= Texte fourni =
+--

Mais on se doute bien que le discours de Guizot n’eût pas suffi à provoquer un mouvement violent contre la plus célèbre et la plus remuante des sociétés populaires. Qu’est-ce donc qui avait exaspéré la bourgeoisie parisienne contre cette société ? Pourquoi était-elle allée en tumulte dissoudre une réunion où, ce soir-là, disent les membres de la société dans leur protestation, on s’occupait pacifiquement d’économie sociale ?

La société des Amis du Peuple, composée de républicains, avait, dans les premiers jours de septembre, manifesté ses sentiments sur l’agitation ouvrière dont nous avons parlé plus haut. Au plus fort de cette agitation, le Moniteur raconta que la police venait de saisir une affiche dans laquelle on provoquait les « gardes nationaux, les chefs d’ateliers et les ouvriers à se réunir pour renverser la Chambre des députés ».

+--

[Exemples d'étiquetage de points]
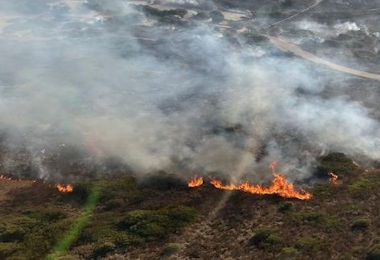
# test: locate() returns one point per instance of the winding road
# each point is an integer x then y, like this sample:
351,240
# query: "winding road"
283,44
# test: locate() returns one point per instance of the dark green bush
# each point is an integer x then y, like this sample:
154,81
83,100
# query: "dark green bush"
285,206
360,224
310,244
163,181
265,238
374,253
154,224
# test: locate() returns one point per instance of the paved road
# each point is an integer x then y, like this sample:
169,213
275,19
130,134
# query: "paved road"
287,46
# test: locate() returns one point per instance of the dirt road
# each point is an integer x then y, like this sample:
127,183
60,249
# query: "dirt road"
287,46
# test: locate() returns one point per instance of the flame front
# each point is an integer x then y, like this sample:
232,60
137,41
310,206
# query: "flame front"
195,182
279,186
64,188
333,178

+--

= Énoncé du problème =
Recopiez intégralement le texte fourni, sans rien y changer.

= Solution proposée =
Mais on se doute bien que le discours de Guizot n’eût pas suffi à provoquer un mouvement violent contre la plus célèbre et la plus remuante des sociétés populaires. Qu’est-ce donc qui avait exaspéré la bourgeoisie parisienne contre cette société ? Pourquoi était-elle allée en tumulte dissoudre une réunion où, ce soir-là, disent les membres de la société dans leur protestation, on s’occupait pacifiquement d’économie sociale ?

La société des Amis du Peuple, composée de républicains, avait, dans les premiers jours de septembre, manifesté ses sentiments sur l’agitation ouvrière dont nous avons parlé plus haut. Au plus fort de cette agitation, le Moniteur raconta que la police venait de saisir une affiche dans laquelle on provoquait les « gardes nationaux, les chefs d’ateliers et les ouvriers à se réunir pour renverser la Chambre des députés ».